* [WHAT IS NEEDED]: Copy the portion of the commit diff that begins at the words "src/fuzzy.c" and stops after the words "-fuzzy_roll_hash (gchar c)".

-- Begin SOURCE EXCERPT --

]> source.dussan.org Git - rspamd.git/commitdiff
* Make fuzzy hashes utf8 compatible.
authorVsevolod Stakhov <vsevolod@rambler-co.ru>
Tue, 12 Jul 2011 14:20:21 +0000 (18:20 +0400)
committerVsevolod Stakhov <vsevolod@rambler-co.ru>
Tue, 12 Jul 2011 14:20:21 +0000 (18:20 +0400)
src/fuzzy.c
src/html.c

index 0a24494e2ca748191f4265e4e5a2643423d063d0..cdc9922cc27b6a735d08f4acef316be1e34b61da 100644 (file)
@@ -48,7 +48,7 @@ static struct roll_state        rs;
 
 /* Rolling hash function based on Adler-32 checksum */
 static                          guint32
-fuzzy_roll_hash (gchar c)
+fuzzy_roll_hash (guint c)
 {
        /* Check window position */
        if (rs.n == ROLL_WINDOW_SIZE) {
@@ -73,7 +73,7 @@ fuzzy_roll_hash (gchar c)
 
 /* A simple non-rolling hash, based on the FNV hash */
 static                          guint32
-fuzzy_fnv_hash (gchar c, guint32 hval)
+fuzzy_fnv_hash (guint c, guint32 hval)
 {
        hval ^= c;
        hval += (hval << 1) + (hval << 4) + (hval << 7) + (hval << 8) + (hval << 24);
@@ -95,7 +95,7 @@ fuzzy_blocksize (guint32 len)
 
 /* Update hash with new symbol */
 static void
-fuzzy_update (fuzzy_hash_t * h, gchar c)
+fuzzy_update (fuzzy_hash_t * h, guint c)
 {
        h->rh = fuzzy_roll_hash (c);
        h->h = fuzzy_fnv_hash (c, h->h);
@@ -110,7 +110,7 @@ fuzzy_update (fuzzy_hash_t * h, gchar c)
 }
 
 static void
-fuzzy_update2 (fuzzy_hash_t * h1, fuzzy_hash_t *h2, gchar c)
+fuzzy_update2 (fuzzy_hash_t * h1, fuzzy_hash_t *h2, guint c)
 {
        h1->rh = fuzzy_roll_hash (c);
        h1->h = fuzzy_fnv_hash (c, h1->h);
@@ -316,36 +316,57 @@ void
 fuzzy_init_part (struct mime_text_part *part, memory_pool_t *pool)

-- End SOURCE EXCERPT --
-- Begin DATASET EXCERPT --

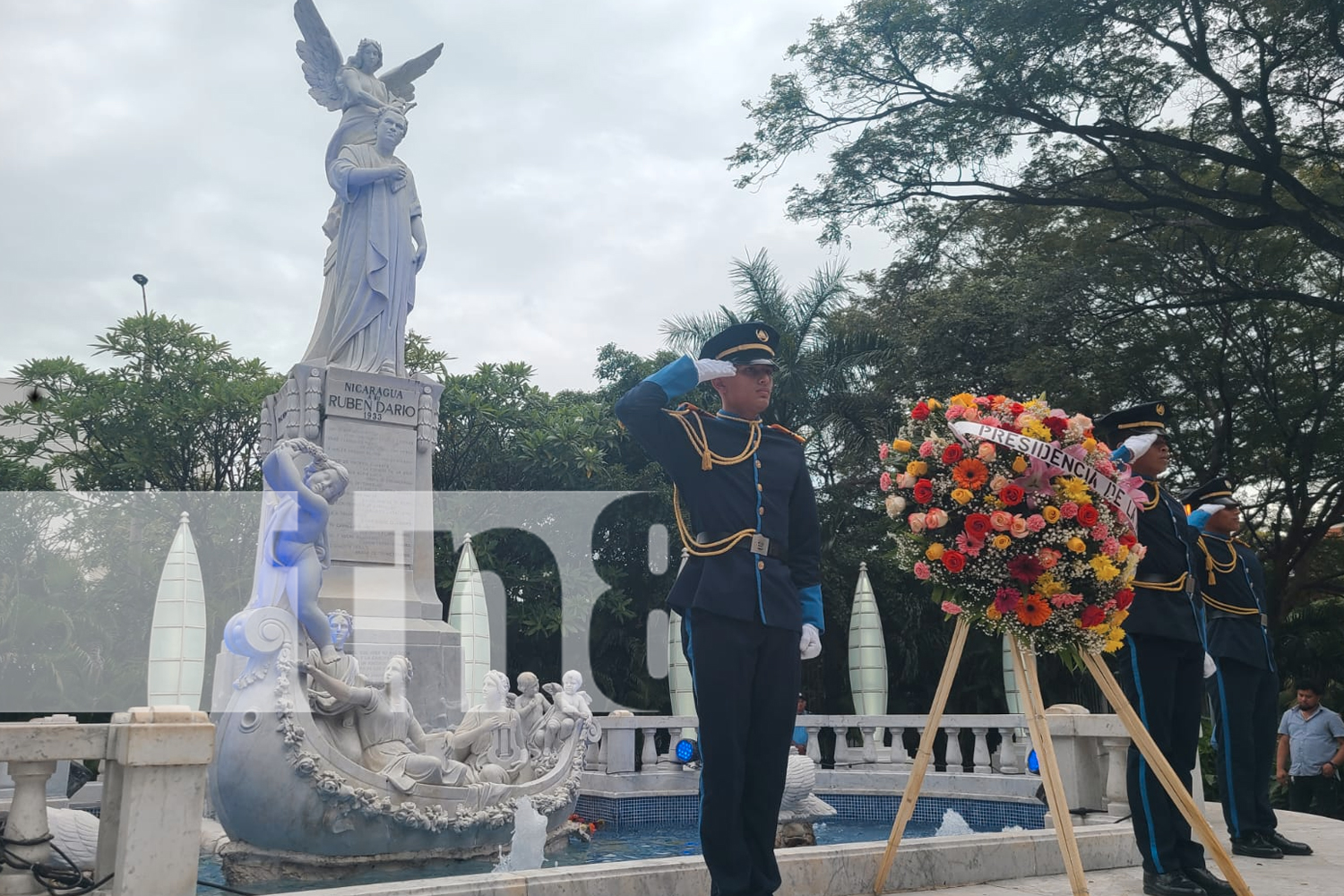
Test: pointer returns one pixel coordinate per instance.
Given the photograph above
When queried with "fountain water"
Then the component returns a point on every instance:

-- End DATASET EXCERPT --

* [TASK RESPONSE]:
src/fuzzy.c
src/html.c

index 0a24494e2ca748191f4265e4e5a2643423d063d0..cdc9922cc27b6a735d08f4acef316be1e34b61da 100644 (file)
@@ -48,7 +48,7 @@ static struct roll_state        rs;
 
 /* Rolling hash function based on Adler-32 checksum */
 static                          guint32
-fuzzy_roll_hash (gchar c)